Activité 1:
Répondez brièvement aux questions suivantes à partir de l'extrait :
(a) À quelle heure le Service de police de Thunder Bay a-t-il communiqué avec l'UES le 28 mai 2024 ?
(b) Quel âge avait le plaignant ?
(c) À quelle heure le plaignant a-t-il reçu son congé du CRSSTB ?
Activité 2: Reformulez sous forme de liste le paragraphe de l'extrait qui commence par « Le 27 mai 2024, à 15 h 30 », en conservant ses faits principaux.
Activité 3: Prolongez l'extrait portant sur l'enquête de l'UES à partir de sa dernière phrase.

Extrait du document:
Une personne subit une « blessure grave » qui relève de la compétence de l’UES si, selon le cas : elle subit une blessure pour laquelle elle est admise à l’hôpital, elle souffre d’une fracture du crâne, d’un membre, d’une côte ou d’une vertèbre, elle souffre de brûlures sur une grande partie du corps, ou elle subit une perte de la vision ou de l’ouïe par suite d’une blessure.

De plus, une « blessure grave » désigne toute autre blessure subie par une personne susceptible d’avoir des répercussions sur la santé ou le confort de cette personne et qui n’est pas de nature passagère ou bénigne.

Le présent rapport porte sur l’enquête menée par l’UES sur le décès d’un homme de 39 ans (le « plaignant »).

L’enquête

Notification de l’UES[1]

Le 28 mai 2024, à 6 h, le Service de police de Thunder Bay (SPTB) a communiqué avec l’UES pour lui fournir les renseignements suivants :

Le 27 mai 2024, à 15 h 30, des agents du SPTB ont arrêté le plaignant en vertu d’un formulaire au titre de la Loi sur la santé mentale délivré par un médecin. Le plaignant a été transporté au Centre régional des sciences de la santé de Thunder Bay (CRSSTB) afin de subir un examen. Il a reçu son congé du CRSSTB à 18 h. Il faisait l’objet de plusieurs mandats d’arrestation non exécutés par le SPTB et a été emmené au poste de police en attendant de comparaître devant le tribunal. La mise en détention s’est déroulée sans incident, et les interactions avec le plaignant n’ont pas soulevé d’inquiétudes. Il a été placé dans une cellule. Tout au long de la nuit, on a surveillé le plaignant dans sa cellule, et il n’y avait rien d’important à signaler. Le 28 mai 2024, à 4 h 11, on a vérifié l’état du plaignant, conformément à la politique, et une fois de plus, on n’a relevé aucun problème. À 4 h 19, le plaignant était affalé dans sa cellule, et des agents sont entrés pour vérifier son état. On a constaté qu’il ne présentait pas de signes vitaux. On a commencé les manœuvres de réanimation cardiorespiratoire (RCR). On a demandé aux services paramédicaux de se rendre les lieux, et le cœur du plaignant s’est remis à battre. Il a été transporté au CRSSTB où il est resté sous assistance respiratoire.

Section des données:
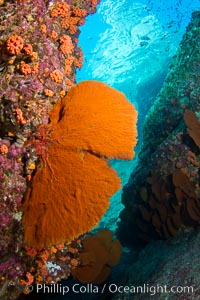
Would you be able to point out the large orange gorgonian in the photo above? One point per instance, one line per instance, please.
(71, 188)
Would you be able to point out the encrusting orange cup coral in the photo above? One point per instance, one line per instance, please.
(71, 188)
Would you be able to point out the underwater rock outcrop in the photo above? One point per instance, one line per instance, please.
(99, 254)
(163, 193)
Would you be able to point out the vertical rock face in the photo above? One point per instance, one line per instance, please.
(163, 193)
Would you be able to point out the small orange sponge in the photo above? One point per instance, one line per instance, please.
(71, 188)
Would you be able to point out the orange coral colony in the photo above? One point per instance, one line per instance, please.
(72, 185)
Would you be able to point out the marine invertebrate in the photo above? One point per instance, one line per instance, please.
(92, 124)
(14, 44)
(193, 124)
(98, 255)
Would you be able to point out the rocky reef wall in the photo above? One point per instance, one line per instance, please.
(163, 193)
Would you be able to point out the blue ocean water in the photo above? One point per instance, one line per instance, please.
(129, 45)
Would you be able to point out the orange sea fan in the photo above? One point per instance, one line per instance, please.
(71, 189)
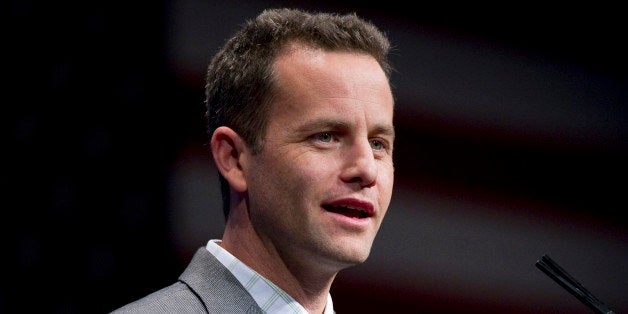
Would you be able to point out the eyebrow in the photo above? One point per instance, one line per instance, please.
(338, 125)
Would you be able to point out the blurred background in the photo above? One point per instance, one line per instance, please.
(512, 142)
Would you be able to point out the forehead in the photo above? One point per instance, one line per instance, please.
(314, 82)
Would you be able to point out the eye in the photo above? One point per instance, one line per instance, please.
(377, 144)
(325, 137)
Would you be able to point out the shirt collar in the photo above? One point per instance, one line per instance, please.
(268, 296)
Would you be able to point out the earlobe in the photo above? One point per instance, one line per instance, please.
(227, 148)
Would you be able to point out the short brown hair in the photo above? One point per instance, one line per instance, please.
(239, 83)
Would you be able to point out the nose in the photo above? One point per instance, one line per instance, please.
(360, 164)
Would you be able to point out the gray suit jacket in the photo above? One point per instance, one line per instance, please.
(205, 286)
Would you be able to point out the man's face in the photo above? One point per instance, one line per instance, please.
(321, 186)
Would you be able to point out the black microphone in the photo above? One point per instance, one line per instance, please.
(554, 271)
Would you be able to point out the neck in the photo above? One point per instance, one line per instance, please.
(307, 284)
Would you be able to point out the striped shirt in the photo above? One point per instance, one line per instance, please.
(268, 296)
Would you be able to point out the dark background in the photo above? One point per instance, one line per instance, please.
(103, 101)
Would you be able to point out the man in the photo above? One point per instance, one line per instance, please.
(300, 115)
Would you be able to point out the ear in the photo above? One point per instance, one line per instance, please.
(227, 149)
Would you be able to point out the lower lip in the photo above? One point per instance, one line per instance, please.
(350, 222)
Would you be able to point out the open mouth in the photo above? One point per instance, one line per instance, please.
(348, 211)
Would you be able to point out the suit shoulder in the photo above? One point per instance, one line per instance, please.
(176, 298)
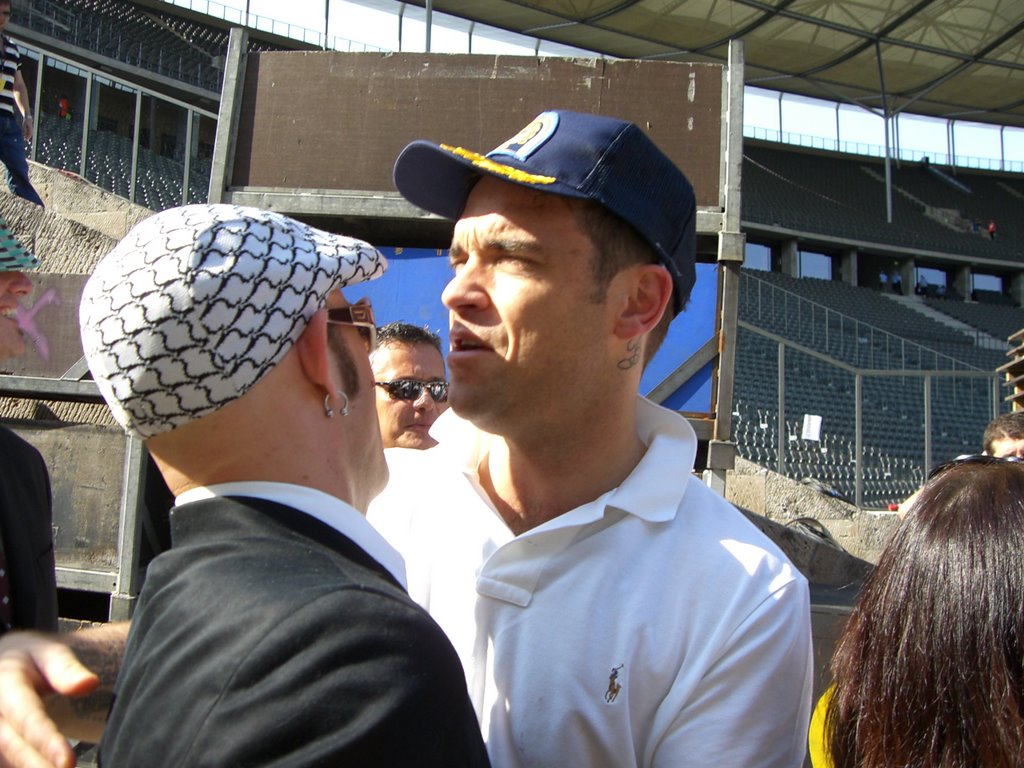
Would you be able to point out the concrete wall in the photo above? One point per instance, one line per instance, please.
(863, 535)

Réponse écrite 1:
(a) À 6 h.
(b) 39 ans.
(c) À 18 h.

Réponse écrite 2:
- Le 27 mai 2024, à 15 h 30, des agents du SPTB arrêtent le plaignant en vertu d'un formulaire délivré par un médecin au titre de la Loi sur la santé mentale.
- Il est conduit au CRSSTB pour y subir un examen et en reçoit son congé à 18 h.
- Visé par plusieurs mandats d'arrestation non exécutés, il est emmené au poste de police en attendant de comparaître devant le tribunal.
- La mise en détention se déroule sans incident. Il est placé en cellule et surveillé toute la nuit, sans rien d'important à signaler.
- Le 28 mai, à 4 h 11, une vérification effectuée conformément à la politique ne relève aucun problème.
- À 4 h 19, il est trouvé affalé dans sa cellule, sans signes vitaux. Les manœuvres de RCR sont entreprises.
- Les services paramédicaux sont appelés et le cœur du plaignant se remet à battre.
- Il est transporté au CRSSTB, où il reste sous assistance respiratoire.

Réponse écrite 3:
L’équipe

Date et heure de l’envoi de l’équipe : 28 mai 2024, à 6 h 20

Date et heure d’arrivée de l’UES sur les lieux : 28 mai 2024, à 22 h

Nombre d’enquêteurs de l’UES assignés 3

Nombre d’enquêteurs spécialistes des sciences judiciaires de l’UES assignés : 1

Personne concernée (« plaignant ») :

Homme de 39 ans; décédé

Témoins civils

TC no 1 A participé à une entrevue

TC no 2 A participé à une entrevue

Les témoins civils ont participé à des entrevues entre le 29 mai 2024 et le 1er août 2024.

Agents impliqués

AI N’a pas consenti à se soumettre à une entrevue ni à remettre ses notes, comme la loi l’y autorise en tant qu’agent impliqué

Agents témoins

AT no 1 A participé à une entrevue etses notes ont été reçues et examinées

AT no 2 A participé à une entrevue etses notes ont été reçues et examinées

AT no 3 A participé à une entrevue etses notes ont été reçues et examinées

AT no 4 A participé à une entrevue etses notes ont été reçues et examinées

AT no 5 N’a pas participé à une entrevue; notes examinées; entrevue jugée non nécessaire

AT no 6 N’a pas participé à une entrevue; notes examinées; entrevue jugée non nécessaire

AT no 7 N’a pas participé à une entrevue; notes examinées; entrevue jugée non nécessaire

Les agents témoins ont participé à des entrevues le 4 juin 2024.

Éléments de preuve

Les lieux

Les événements en question se sont déroulés à l’intérieur et près d’une cellule du poste du SPTB situé au 1200, avenue Balmoral, à Thunder Bay.

Éléments de preuve matériels

Le 28 mai 2024, à 22 h, un enquêteur spécialiste des sciences judiciaires de l’UES s’est rendu dans l’aire des cellules du poste du SPTB situé au 1200, avenue Balmoral, à Thunder Bay. Le plaignant avait été placé dans l’une des cellules. L’aire était climatisée et la température était à 21 degrés Celsius au moment de l’examen. Des caméras de surveillance étaient réparties dans l’établissement, une caméra étant placée en face de chaque cellule pour que l’on puisse voir les occupants. On pouvait regarder la vidéo en temps réel à partir d’un bureau central.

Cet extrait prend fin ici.